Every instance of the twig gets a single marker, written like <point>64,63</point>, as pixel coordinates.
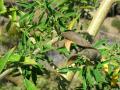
<point>6,72</point>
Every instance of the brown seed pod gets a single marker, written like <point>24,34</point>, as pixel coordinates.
<point>76,38</point>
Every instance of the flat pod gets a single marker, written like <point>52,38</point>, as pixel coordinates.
<point>76,38</point>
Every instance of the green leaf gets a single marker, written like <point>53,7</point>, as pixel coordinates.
<point>98,76</point>
<point>84,85</point>
<point>89,77</point>
<point>14,57</point>
<point>29,85</point>
<point>5,58</point>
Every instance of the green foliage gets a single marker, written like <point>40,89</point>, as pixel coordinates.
<point>4,59</point>
<point>29,85</point>
<point>39,23</point>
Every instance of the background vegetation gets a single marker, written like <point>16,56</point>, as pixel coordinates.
<point>31,28</point>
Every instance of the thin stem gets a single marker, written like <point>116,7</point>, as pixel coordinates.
<point>2,7</point>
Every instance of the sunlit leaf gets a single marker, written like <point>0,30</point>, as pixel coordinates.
<point>30,61</point>
<point>29,85</point>
<point>5,58</point>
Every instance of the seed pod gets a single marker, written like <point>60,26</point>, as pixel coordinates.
<point>76,38</point>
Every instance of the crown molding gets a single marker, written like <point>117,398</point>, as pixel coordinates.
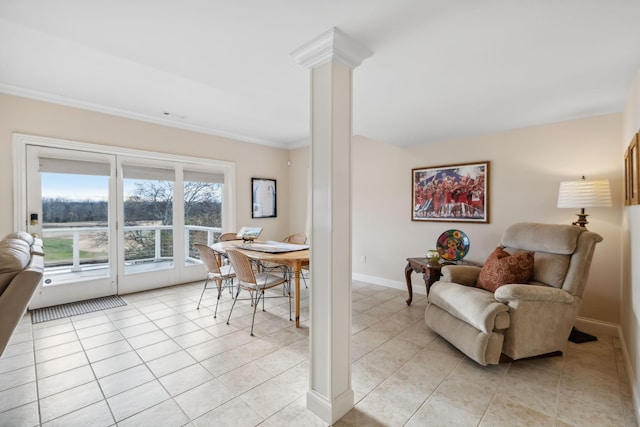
<point>74,103</point>
<point>332,45</point>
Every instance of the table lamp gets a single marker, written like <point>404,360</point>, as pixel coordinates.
<point>584,194</point>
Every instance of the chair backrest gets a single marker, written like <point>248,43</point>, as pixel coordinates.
<point>297,239</point>
<point>563,253</point>
<point>208,258</point>
<point>242,266</point>
<point>225,237</point>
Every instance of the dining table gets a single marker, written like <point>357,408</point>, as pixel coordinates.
<point>294,259</point>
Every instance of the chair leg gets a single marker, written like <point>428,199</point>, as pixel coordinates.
<point>233,305</point>
<point>203,289</point>
<point>215,313</point>
<point>253,320</point>
<point>289,288</point>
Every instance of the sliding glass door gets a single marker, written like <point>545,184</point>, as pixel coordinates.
<point>71,206</point>
<point>116,224</point>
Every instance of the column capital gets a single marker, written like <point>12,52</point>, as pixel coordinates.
<point>331,45</point>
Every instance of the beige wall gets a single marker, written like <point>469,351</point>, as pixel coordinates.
<point>526,168</point>
<point>21,115</point>
<point>630,242</point>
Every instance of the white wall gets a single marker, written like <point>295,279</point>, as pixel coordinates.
<point>630,242</point>
<point>27,116</point>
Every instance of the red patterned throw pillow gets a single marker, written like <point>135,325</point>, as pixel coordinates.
<point>502,268</point>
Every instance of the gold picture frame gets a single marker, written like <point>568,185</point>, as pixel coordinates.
<point>451,193</point>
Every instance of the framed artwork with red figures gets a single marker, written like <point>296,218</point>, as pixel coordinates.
<point>451,193</point>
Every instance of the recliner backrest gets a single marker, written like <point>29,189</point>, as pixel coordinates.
<point>563,253</point>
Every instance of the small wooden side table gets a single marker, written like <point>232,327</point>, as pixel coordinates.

══════

**What you will do**
Retype, without any change, the lines from the one containing "Every instance of the framed" through the final line of the material above, and no others.

**Task result**
Every instance of the framed artwork with red figures gets a single marker, written like <point>296,218</point>, as pixel coordinates.
<point>451,193</point>
Every instance of the recliner backrest gets a single marker, written like <point>29,189</point>, as pixel coordinates.
<point>563,253</point>
Every instance of the small wooden side table gets a single marker, written like <point>232,327</point>, as pixel coordinates.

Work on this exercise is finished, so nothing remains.